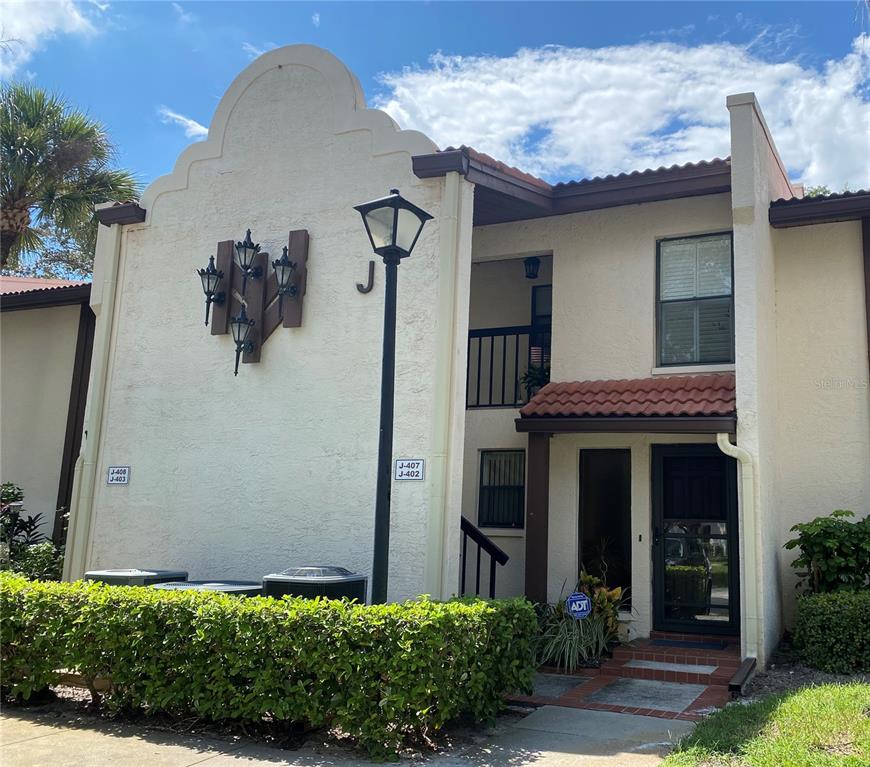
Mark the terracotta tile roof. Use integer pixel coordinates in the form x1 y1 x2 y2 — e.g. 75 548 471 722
520 373 737 418
441 144 731 190
770 189 870 207
0 276 90 296
443 144 552 189
554 157 731 189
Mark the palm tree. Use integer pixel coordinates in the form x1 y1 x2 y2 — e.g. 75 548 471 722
0 83 139 272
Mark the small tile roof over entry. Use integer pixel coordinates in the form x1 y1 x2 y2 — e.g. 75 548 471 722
520 373 737 418
0 275 90 296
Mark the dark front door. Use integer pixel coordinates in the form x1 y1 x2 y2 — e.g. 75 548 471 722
652 445 739 635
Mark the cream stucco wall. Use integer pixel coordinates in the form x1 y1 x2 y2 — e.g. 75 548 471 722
463 195 731 624
0 305 80 535
71 46 471 599
727 93 804 668
774 221 870 626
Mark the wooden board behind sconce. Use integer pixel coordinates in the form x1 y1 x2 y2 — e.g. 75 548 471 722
211 229 308 362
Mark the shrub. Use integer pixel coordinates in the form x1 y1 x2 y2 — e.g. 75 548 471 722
535 571 623 673
9 541 63 581
0 573 535 757
794 590 870 674
785 509 870 594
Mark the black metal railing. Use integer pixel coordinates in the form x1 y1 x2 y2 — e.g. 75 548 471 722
459 517 510 599
465 325 550 408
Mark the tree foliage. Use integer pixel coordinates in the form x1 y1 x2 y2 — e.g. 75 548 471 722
0 83 139 277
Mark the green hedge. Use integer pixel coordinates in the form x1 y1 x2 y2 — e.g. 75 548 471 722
0 573 536 756
794 590 870 674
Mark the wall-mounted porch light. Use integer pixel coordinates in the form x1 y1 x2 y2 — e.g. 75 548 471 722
236 229 263 295
230 308 256 375
523 256 541 280
196 256 226 325
272 245 299 319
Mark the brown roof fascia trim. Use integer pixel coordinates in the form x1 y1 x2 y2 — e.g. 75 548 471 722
767 192 870 229
411 149 731 221
515 416 737 434
411 149 553 211
465 158 553 208
0 285 91 312
95 202 145 226
555 163 731 213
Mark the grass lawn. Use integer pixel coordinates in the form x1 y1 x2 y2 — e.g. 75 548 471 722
662 683 870 767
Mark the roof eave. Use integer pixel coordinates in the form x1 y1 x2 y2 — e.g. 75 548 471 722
767 193 870 229
0 285 91 312
515 414 737 434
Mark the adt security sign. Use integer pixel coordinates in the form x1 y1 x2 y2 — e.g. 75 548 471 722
565 591 592 621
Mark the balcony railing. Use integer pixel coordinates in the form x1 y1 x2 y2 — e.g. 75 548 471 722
466 325 550 408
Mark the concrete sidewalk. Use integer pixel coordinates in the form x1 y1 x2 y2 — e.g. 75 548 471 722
0 706 692 767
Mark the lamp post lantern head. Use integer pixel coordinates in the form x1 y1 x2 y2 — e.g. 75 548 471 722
196 256 224 325
354 189 432 261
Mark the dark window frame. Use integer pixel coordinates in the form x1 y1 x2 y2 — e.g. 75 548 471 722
477 447 526 530
655 229 736 368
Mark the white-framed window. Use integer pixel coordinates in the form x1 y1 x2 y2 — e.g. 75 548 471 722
477 450 526 529
656 232 734 367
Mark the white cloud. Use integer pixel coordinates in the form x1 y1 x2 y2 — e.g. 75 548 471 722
157 105 208 138
242 43 278 59
172 3 196 24
376 36 870 190
0 0 96 79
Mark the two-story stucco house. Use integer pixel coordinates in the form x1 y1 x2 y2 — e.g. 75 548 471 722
66 46 870 664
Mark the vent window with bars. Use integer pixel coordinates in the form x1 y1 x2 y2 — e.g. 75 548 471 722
658 233 734 365
477 450 526 528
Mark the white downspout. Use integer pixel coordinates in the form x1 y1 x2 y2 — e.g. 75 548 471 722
63 219 121 581
423 173 462 599
716 432 763 658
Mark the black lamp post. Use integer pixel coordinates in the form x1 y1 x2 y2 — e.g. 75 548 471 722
236 229 263 295
196 256 225 325
272 245 298 319
230 304 255 375
354 189 432 604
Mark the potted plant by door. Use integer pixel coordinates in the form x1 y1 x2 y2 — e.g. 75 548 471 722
520 364 550 399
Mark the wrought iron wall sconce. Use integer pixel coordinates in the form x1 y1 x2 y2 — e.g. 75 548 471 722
197 229 308 375
272 245 299 320
236 229 263 296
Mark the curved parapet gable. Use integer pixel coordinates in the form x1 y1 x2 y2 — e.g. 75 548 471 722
140 45 437 216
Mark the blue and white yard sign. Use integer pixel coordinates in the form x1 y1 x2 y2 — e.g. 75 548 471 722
565 591 592 621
• • • • •
## Work to complete:
Format the records from the line with "Mark the white cloud." to the line with "140 45 437 216", both ends included, as a two-column CSV headed text and answer. Give one row per record, with each field in quotes and its line breaks replaced by spaces.

## Correct output:
text,answer
"Mark the white cloud. Use integer pixel coordinates in the form x1 y1 x2 y2 — e.g. 75 548 471 722","157 105 208 138 242 43 278 59 172 3 196 24 376 36 870 190 0 0 96 79"
"Mark the two-story stucco house. Use integer pixel coordinates in the form x1 y1 x2 y2 — e.g. 75 548 471 722","66 46 870 664"
"Mark the vent window with bars. Use integer pixel coordinates in the form x1 y1 x2 y2 — e.g. 75 548 471 722","658 233 734 365 477 450 526 528"
"Mark the white downspout. Use integer pixel coordinates in the form x1 y1 x2 y2 — e.g. 75 548 471 722","63 219 121 581 423 173 462 599 716 432 763 658"
"Mark the black lamp post. Use integer pixel coordinates in the form x1 y1 x2 y2 — e.g. 75 548 471 722","236 229 263 295 196 256 225 325 272 245 298 319 230 304 255 375 354 189 432 604"
"Mark the potted plant by door. Use integer pixel coordinates in the form x1 y1 x2 y2 — e.g. 75 548 471 722","520 364 550 399"
"Mark the wrought iron wall sconce. Use integer pixel coordinates in the form x1 y1 x2 y2 — e.g. 75 548 471 722","197 229 308 375 272 245 299 320 236 229 263 296"
"Mark the curved parapet gable. Use integer pixel coordinates in the form x1 y1 x2 y2 — e.g. 75 548 471 722","140 45 437 216"